+++ Entries shown

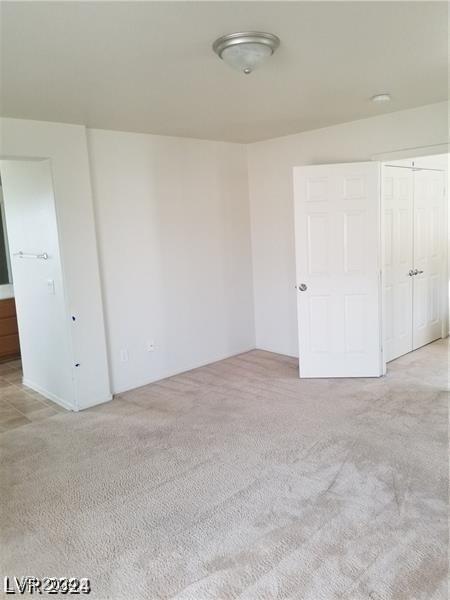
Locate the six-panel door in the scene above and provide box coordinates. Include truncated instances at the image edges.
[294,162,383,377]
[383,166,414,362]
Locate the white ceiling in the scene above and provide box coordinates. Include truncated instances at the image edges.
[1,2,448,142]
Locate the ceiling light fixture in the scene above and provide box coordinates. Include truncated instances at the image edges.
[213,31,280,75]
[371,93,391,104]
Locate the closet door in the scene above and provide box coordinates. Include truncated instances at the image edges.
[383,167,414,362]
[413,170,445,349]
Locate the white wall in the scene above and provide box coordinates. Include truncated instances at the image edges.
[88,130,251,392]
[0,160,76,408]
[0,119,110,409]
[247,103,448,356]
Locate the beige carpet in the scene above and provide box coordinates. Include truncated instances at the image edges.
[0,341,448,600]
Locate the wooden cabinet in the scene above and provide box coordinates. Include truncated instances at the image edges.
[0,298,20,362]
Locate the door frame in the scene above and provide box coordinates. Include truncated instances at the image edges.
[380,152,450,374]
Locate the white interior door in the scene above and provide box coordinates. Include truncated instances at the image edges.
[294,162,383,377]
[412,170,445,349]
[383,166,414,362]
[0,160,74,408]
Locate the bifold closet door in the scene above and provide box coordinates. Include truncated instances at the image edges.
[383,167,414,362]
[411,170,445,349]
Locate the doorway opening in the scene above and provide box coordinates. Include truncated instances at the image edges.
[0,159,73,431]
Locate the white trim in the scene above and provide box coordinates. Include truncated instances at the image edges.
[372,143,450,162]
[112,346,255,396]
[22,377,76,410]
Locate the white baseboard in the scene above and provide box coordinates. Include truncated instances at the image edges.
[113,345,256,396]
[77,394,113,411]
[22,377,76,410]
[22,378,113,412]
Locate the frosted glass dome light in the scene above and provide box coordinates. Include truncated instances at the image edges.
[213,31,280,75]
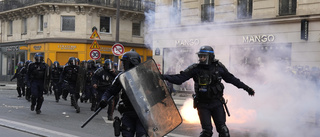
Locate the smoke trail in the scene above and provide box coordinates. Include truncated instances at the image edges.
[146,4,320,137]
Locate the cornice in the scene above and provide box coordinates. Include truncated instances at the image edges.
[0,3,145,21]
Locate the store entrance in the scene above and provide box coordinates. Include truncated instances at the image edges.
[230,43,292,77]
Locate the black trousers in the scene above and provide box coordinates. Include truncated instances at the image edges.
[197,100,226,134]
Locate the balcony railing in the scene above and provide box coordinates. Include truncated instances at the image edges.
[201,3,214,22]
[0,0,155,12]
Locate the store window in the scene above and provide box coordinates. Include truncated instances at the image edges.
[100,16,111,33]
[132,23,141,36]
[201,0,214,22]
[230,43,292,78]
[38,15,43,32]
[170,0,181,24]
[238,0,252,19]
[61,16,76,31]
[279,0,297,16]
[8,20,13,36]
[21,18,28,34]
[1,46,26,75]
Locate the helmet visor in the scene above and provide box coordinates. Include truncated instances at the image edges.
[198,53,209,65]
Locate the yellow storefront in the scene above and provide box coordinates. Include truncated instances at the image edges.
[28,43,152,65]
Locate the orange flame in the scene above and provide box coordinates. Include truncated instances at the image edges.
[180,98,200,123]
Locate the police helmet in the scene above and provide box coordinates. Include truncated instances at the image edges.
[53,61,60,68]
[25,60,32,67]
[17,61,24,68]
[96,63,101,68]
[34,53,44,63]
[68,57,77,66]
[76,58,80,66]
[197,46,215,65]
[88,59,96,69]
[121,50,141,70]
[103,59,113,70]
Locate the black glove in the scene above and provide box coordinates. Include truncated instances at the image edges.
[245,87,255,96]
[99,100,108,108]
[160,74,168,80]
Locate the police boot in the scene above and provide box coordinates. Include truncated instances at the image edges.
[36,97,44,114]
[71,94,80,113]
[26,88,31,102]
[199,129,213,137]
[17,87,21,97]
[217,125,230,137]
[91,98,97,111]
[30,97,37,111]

++++++
+++ Entries shown

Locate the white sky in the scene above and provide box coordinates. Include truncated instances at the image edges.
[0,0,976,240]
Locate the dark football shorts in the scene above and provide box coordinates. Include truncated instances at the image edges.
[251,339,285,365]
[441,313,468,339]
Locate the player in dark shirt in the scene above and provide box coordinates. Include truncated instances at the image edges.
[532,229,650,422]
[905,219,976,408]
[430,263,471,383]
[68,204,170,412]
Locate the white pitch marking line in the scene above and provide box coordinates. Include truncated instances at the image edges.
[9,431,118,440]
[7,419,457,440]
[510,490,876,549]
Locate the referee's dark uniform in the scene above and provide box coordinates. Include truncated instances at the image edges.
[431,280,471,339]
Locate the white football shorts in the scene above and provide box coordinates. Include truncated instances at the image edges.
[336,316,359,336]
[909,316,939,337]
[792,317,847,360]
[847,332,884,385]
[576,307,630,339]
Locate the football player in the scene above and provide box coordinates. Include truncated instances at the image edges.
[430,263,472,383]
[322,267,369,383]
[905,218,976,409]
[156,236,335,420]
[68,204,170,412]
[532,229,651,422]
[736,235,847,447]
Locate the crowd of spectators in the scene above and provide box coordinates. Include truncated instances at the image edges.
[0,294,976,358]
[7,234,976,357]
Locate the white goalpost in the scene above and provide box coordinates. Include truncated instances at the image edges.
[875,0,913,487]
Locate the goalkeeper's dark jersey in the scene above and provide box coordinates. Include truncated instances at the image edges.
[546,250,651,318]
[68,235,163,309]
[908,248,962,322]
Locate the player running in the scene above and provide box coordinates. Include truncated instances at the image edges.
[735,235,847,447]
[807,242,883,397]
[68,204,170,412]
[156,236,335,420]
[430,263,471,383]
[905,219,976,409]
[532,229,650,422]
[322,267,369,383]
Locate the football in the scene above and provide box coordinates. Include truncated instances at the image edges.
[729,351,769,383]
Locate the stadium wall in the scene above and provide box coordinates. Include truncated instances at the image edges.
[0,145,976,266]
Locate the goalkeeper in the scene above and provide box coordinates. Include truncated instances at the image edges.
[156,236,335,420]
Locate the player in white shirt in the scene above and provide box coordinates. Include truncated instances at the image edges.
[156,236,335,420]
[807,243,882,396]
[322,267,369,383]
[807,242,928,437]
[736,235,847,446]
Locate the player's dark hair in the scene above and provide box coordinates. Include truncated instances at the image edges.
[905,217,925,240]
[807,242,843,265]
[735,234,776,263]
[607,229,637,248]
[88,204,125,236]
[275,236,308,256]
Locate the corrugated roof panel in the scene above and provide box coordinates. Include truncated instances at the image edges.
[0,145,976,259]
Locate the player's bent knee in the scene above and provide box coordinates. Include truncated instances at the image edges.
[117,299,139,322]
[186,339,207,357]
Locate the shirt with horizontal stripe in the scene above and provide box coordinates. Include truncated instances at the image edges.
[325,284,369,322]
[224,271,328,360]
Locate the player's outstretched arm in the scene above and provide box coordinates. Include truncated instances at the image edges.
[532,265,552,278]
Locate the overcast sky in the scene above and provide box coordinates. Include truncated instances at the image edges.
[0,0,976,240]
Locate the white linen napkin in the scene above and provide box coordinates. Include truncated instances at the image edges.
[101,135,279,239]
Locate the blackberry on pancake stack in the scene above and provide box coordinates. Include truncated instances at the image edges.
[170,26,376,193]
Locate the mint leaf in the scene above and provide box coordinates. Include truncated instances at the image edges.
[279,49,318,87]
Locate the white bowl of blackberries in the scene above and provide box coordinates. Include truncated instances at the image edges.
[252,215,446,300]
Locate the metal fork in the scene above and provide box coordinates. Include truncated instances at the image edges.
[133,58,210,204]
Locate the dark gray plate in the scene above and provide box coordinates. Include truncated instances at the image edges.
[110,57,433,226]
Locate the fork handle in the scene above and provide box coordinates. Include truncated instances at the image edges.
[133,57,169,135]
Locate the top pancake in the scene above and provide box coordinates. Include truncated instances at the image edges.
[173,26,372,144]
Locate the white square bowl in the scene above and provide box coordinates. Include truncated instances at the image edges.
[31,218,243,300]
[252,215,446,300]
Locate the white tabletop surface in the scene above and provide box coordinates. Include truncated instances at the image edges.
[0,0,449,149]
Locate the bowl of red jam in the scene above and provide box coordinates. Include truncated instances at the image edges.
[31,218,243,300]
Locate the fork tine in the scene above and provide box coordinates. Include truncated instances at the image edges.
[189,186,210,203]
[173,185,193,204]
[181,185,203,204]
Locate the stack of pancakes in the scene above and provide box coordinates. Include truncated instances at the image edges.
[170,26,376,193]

++++++
+++ Entries shown

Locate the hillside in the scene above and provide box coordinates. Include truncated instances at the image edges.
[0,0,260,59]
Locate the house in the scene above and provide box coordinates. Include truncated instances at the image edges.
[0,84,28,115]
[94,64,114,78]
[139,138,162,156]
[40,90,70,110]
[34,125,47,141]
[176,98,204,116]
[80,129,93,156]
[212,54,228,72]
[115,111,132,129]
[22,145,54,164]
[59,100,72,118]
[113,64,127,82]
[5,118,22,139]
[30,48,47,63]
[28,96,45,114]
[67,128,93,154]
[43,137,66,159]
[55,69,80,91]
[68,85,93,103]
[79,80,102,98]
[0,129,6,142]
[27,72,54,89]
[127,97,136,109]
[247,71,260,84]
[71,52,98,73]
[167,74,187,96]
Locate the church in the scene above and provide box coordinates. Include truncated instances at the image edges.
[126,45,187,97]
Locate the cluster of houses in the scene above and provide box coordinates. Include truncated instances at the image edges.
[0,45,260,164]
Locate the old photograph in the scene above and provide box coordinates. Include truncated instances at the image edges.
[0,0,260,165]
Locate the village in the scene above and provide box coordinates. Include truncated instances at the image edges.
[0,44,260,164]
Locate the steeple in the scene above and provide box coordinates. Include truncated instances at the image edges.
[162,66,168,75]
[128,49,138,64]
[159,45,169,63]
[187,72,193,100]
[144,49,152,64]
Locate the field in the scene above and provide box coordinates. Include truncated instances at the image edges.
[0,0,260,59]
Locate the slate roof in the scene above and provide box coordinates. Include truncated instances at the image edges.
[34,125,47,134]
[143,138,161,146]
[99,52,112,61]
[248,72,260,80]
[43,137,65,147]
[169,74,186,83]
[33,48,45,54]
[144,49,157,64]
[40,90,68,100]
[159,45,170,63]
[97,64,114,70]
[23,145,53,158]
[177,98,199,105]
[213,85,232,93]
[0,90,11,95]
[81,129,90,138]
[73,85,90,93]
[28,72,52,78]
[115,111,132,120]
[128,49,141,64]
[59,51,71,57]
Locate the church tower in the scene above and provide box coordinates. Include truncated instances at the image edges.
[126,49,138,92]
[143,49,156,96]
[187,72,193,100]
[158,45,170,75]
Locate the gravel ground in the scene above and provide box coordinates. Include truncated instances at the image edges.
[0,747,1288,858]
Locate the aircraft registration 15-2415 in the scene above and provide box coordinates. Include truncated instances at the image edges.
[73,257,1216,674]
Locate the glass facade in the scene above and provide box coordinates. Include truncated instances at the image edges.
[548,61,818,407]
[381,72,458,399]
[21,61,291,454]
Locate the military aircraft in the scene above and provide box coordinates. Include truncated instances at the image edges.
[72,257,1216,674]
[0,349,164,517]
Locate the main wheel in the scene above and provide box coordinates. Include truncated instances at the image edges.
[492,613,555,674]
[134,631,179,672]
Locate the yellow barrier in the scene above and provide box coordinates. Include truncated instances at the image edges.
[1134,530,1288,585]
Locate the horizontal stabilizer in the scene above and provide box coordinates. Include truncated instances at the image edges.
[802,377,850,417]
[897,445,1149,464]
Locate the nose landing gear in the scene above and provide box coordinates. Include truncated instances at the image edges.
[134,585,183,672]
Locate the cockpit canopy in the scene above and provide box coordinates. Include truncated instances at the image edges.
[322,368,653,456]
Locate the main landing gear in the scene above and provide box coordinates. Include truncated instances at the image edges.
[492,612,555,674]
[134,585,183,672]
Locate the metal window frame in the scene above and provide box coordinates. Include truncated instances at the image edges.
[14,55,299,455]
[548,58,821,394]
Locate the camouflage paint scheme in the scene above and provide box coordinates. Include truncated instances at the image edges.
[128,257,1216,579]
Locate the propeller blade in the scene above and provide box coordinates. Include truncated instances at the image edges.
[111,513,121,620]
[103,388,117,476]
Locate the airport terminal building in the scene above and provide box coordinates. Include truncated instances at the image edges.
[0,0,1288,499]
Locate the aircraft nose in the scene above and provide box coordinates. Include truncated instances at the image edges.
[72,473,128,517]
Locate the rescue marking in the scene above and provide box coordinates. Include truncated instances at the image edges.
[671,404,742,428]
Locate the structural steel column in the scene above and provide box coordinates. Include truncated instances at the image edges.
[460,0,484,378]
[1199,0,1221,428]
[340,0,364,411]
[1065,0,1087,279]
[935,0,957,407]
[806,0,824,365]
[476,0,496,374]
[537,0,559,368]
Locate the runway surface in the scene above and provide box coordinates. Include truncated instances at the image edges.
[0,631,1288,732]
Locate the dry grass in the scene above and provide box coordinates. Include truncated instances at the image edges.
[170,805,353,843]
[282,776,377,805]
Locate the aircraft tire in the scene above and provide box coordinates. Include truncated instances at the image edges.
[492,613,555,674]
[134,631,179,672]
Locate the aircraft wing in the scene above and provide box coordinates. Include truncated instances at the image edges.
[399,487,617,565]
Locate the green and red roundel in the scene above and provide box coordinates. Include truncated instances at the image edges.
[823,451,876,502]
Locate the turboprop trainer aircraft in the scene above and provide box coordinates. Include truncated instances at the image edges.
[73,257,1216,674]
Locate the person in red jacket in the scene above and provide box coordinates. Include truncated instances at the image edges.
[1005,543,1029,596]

++++++

--- Brief ---
Please output the lines from the one containing "Locate the dark gray" through the one containing "[133,57,169,135]", copying each line unchanged.

--- Output for this task ---
Locate the dark gray plate in the scene above and provide box coordinates. Include truncated instances at the image edges.
[110,57,433,226]
Locate the fork handle in the scene above and provide box coordinates. Include truncated instances at the image edges.
[133,57,169,135]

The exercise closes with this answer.